Activity — Using the data that follows, return exactly the lines from the one that contains "mark: the side mirror" through the one that contains "mark: the side window", ends included.

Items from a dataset

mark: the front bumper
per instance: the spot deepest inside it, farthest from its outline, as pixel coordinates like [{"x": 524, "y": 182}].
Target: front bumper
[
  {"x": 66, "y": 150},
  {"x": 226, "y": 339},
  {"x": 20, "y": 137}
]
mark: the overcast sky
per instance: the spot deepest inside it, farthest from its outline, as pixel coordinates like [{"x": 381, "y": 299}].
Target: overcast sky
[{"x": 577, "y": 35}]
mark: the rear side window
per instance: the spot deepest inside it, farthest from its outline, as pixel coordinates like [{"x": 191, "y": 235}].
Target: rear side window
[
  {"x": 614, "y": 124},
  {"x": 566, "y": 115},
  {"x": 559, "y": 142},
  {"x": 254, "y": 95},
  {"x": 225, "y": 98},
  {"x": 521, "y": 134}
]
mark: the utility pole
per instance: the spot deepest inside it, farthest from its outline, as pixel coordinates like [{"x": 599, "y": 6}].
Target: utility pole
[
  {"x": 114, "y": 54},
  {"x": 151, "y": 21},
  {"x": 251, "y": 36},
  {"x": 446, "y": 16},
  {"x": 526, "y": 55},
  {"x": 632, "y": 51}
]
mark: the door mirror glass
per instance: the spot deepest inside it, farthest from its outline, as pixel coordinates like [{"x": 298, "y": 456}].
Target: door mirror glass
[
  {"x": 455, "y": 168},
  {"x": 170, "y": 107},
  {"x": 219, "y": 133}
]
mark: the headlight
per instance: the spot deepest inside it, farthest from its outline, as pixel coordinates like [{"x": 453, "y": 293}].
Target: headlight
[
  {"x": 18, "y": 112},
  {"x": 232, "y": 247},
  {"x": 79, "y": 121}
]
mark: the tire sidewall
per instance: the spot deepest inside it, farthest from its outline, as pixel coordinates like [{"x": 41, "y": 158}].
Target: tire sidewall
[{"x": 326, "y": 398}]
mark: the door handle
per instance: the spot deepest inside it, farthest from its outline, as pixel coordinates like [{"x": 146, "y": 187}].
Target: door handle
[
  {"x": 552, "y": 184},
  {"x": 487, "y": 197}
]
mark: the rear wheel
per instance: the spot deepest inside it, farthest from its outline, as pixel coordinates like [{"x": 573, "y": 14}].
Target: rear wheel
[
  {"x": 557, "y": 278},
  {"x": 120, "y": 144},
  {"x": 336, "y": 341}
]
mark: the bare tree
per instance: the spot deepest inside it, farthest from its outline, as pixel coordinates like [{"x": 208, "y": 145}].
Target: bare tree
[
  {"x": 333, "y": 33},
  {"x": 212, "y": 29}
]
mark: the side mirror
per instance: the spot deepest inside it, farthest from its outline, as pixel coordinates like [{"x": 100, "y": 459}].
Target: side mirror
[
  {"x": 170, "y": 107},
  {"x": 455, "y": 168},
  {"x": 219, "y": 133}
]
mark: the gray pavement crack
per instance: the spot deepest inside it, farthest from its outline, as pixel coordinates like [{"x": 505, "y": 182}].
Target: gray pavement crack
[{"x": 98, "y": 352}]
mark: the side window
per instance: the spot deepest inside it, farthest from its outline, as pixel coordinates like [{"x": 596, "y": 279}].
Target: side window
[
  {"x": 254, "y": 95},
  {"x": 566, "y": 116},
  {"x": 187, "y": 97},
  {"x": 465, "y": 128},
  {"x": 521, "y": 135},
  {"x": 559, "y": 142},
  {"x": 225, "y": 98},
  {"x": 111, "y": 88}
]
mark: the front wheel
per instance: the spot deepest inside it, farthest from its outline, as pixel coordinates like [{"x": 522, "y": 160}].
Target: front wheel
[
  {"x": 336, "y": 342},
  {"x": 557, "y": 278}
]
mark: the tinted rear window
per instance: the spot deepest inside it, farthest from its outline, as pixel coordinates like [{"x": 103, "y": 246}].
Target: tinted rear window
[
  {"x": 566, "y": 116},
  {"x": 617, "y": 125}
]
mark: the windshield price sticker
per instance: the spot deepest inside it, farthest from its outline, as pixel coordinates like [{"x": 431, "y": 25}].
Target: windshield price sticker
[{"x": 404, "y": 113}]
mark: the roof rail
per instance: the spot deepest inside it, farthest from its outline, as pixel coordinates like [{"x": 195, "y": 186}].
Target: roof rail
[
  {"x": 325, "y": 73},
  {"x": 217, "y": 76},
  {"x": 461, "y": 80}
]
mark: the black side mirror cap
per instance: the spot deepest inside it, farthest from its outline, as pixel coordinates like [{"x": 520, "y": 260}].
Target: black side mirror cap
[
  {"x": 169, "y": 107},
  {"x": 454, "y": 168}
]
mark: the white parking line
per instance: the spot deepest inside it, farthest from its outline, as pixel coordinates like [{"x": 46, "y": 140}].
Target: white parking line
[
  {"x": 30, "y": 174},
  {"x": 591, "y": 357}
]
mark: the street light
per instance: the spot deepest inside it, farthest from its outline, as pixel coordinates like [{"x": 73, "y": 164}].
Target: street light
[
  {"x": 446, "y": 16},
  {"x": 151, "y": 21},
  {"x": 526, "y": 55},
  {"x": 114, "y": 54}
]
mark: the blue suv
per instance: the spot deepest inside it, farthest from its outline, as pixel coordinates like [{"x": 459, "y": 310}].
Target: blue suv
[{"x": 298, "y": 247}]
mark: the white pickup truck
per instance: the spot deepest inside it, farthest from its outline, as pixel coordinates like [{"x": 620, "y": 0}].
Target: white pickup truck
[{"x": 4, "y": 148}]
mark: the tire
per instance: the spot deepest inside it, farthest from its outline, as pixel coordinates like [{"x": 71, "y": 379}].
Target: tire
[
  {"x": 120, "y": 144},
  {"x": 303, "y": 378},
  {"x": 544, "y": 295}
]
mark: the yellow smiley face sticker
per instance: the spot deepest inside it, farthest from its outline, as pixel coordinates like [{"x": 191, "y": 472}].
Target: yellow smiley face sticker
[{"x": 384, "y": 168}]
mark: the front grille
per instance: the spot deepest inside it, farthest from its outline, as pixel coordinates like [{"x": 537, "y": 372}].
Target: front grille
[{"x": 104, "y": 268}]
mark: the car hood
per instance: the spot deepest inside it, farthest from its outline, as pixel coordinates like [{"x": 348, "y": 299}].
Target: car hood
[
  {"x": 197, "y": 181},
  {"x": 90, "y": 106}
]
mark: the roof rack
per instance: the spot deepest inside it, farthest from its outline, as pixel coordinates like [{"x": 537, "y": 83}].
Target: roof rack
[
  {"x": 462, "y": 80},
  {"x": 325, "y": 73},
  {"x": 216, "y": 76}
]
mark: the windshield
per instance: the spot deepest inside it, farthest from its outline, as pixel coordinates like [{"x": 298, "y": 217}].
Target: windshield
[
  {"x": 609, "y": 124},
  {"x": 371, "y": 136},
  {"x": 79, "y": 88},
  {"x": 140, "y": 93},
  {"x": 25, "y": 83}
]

Reply to the exercise —
mark: the side mirror
per instance: the spot deepest inside it, farthest from its outline, as pixel coordinates like [{"x": 100, "y": 459}].
Target: side mirror
[
  {"x": 170, "y": 107},
  {"x": 455, "y": 168},
  {"x": 219, "y": 133}
]
mark: the gray pavement crack
per instance: the spot deepest inside it, farthest from its outline, as pixel coordinates like [{"x": 505, "y": 182}].
Target: gray pavement crack
[{"x": 98, "y": 352}]
mark: the side window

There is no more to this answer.